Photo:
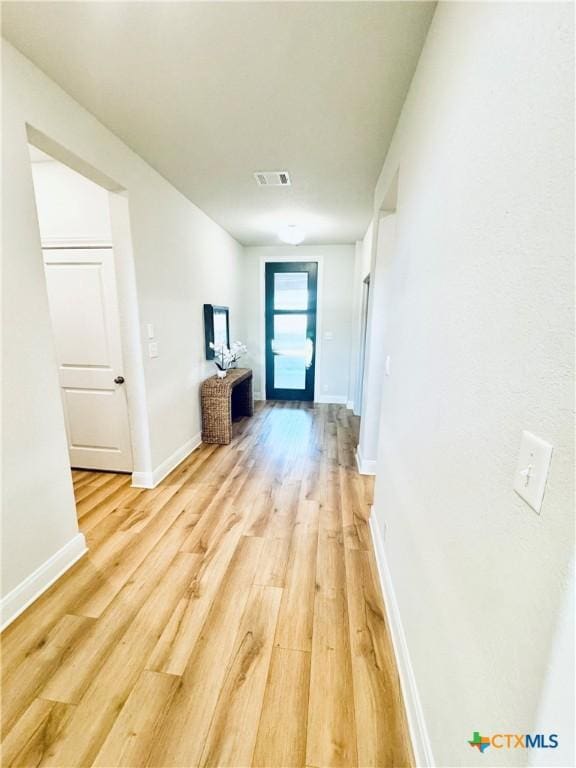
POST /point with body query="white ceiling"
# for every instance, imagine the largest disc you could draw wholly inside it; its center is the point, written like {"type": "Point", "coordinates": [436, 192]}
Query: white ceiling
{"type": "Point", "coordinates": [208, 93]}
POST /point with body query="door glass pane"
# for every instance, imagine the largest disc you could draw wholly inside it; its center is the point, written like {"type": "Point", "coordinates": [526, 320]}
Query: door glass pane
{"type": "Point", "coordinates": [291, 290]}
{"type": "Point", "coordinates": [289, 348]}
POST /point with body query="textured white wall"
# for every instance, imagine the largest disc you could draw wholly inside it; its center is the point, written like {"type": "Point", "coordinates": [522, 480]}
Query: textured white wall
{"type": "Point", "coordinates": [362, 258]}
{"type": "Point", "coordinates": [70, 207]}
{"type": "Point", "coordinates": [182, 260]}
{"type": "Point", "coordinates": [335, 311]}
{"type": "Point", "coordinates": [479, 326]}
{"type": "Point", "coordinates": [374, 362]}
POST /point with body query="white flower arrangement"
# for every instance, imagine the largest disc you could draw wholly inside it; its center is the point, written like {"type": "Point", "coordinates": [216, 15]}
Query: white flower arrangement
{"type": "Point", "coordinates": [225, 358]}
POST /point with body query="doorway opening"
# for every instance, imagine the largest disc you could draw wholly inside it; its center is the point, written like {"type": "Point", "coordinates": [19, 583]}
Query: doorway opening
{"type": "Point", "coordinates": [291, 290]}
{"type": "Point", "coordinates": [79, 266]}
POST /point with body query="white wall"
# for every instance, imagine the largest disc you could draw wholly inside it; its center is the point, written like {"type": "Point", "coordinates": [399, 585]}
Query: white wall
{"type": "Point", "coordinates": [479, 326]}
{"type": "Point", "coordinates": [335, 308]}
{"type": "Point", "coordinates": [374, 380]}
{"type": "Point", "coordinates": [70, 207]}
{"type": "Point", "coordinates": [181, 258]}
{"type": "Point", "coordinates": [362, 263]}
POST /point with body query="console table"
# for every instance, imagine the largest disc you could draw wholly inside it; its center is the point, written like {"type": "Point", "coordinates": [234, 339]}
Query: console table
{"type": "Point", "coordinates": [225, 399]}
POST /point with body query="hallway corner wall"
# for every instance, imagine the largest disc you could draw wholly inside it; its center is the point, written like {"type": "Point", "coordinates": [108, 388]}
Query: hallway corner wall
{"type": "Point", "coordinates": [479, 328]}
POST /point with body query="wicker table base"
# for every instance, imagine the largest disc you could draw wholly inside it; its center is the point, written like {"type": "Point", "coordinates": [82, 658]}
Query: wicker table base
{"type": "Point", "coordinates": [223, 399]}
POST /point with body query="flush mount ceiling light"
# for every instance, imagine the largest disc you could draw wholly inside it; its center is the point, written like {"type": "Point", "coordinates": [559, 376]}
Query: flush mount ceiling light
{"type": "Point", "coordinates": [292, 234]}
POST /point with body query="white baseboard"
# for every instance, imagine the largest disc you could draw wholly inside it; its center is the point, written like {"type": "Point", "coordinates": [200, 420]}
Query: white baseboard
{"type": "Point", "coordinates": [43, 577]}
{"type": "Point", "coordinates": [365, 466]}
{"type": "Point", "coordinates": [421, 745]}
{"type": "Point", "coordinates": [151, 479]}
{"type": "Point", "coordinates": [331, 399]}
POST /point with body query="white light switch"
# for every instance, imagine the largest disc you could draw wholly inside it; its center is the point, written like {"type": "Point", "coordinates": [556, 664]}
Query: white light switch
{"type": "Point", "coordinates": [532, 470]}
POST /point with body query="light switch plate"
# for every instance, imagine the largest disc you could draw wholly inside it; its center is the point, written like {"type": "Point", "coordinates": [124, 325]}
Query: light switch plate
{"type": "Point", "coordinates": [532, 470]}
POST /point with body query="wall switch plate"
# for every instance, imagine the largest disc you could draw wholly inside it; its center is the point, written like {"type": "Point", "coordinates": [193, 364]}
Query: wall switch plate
========
Nothing but the records, copied exactly and stripped of pictures, should be returned.

WORKED SOLUTION
Photo:
POST /point with body query="white ceiling"
# for every instance, imagine the largest disc you could draw wholly inside it; its center is the point, written like {"type": "Point", "coordinates": [436, 192]}
Query: white ceiling
{"type": "Point", "coordinates": [208, 93]}
POST /point with body query="door glass pane"
# for every instance, imagine the largest disc you could draw wholly inside it; its center is the point, written like {"type": "Point", "coordinates": [526, 320]}
Query: door glass pane
{"type": "Point", "coordinates": [291, 290]}
{"type": "Point", "coordinates": [289, 348]}
POST /point with body query="textured white wall"
# for every instance, imagine the largest disc you could draw wholly inside it; its center is the point, written like {"type": "Point", "coordinates": [522, 480]}
Query: textured white wall
{"type": "Point", "coordinates": [362, 258]}
{"type": "Point", "coordinates": [70, 207]}
{"type": "Point", "coordinates": [182, 260]}
{"type": "Point", "coordinates": [335, 311]}
{"type": "Point", "coordinates": [479, 326]}
{"type": "Point", "coordinates": [374, 362]}
POST /point with body query="white flower arrangement"
# for every instance, imagine the largest disc you could draw wholly inside it; its center is the point, written like {"type": "Point", "coordinates": [216, 15]}
Query: white flower arrangement
{"type": "Point", "coordinates": [225, 358]}
POST /point with body query="doorway opening"
# for every instance, imagine the largest disc you could draw wholly inside it; its center is the point, written like {"type": "Point", "coordinates": [19, 583]}
Query: doorway opening
{"type": "Point", "coordinates": [291, 290]}
{"type": "Point", "coordinates": [79, 266]}
POST /point with body query="white wall"
# for every instance, imagine the largest disc you could draw wholly inside it; its center is the point, written like {"type": "Point", "coordinates": [399, 585]}
Query: white wall
{"type": "Point", "coordinates": [479, 326]}
{"type": "Point", "coordinates": [335, 308]}
{"type": "Point", "coordinates": [374, 380]}
{"type": "Point", "coordinates": [70, 207]}
{"type": "Point", "coordinates": [181, 258]}
{"type": "Point", "coordinates": [362, 263]}
POST /point with body query="console table"
# for every instance, imagine the largest disc you could draw wholly inside it; its center is the point, written like {"type": "Point", "coordinates": [234, 339]}
Query: console table
{"type": "Point", "coordinates": [225, 399]}
POST /point with body query="hallway corner wall"
# for every instance, imagine the largest disc you could draw wholly inside it; its center is the point, written like {"type": "Point", "coordinates": [108, 388]}
Query: hallway corner wall
{"type": "Point", "coordinates": [479, 328]}
POST /point with body query="wicker table base"
# for every instance, imagine the largest disc you could draw wholly inside it; its center is the point, written like {"type": "Point", "coordinates": [82, 658]}
Query: wicker table base
{"type": "Point", "coordinates": [223, 399]}
POST /point with body query="flush mount ceiling light"
# for every instance, imagine the largest disc you could draw wholly inside it; its center is the point, written like {"type": "Point", "coordinates": [559, 376]}
Query: flush mount ceiling light
{"type": "Point", "coordinates": [292, 234]}
POST /point with body query="white baseboard"
# for every instance, imagine the largest disc you could draw wholly inside it; its center is the point, written like {"type": "Point", "coordinates": [200, 420]}
Query: white baseboard
{"type": "Point", "coordinates": [43, 577]}
{"type": "Point", "coordinates": [365, 466]}
{"type": "Point", "coordinates": [421, 745]}
{"type": "Point", "coordinates": [151, 479]}
{"type": "Point", "coordinates": [331, 399]}
POST /point with body query="white light switch"
# for every instance, imagine the largest disc you could draw wholly inside it; its center is the point, written like {"type": "Point", "coordinates": [556, 664]}
Query: white light switch
{"type": "Point", "coordinates": [532, 470]}
POST /point with body query="light switch plate"
# for every instance, imagine the largest disc you could draw wholly inside it; its center is the point, written like {"type": "Point", "coordinates": [124, 325]}
Query: light switch plate
{"type": "Point", "coordinates": [532, 470]}
POST /point with body query="wall switch plate"
# for every instance, imagine the largest disc you could draw wholly inside it; its center is the point, written like {"type": "Point", "coordinates": [193, 364]}
Query: wall switch plate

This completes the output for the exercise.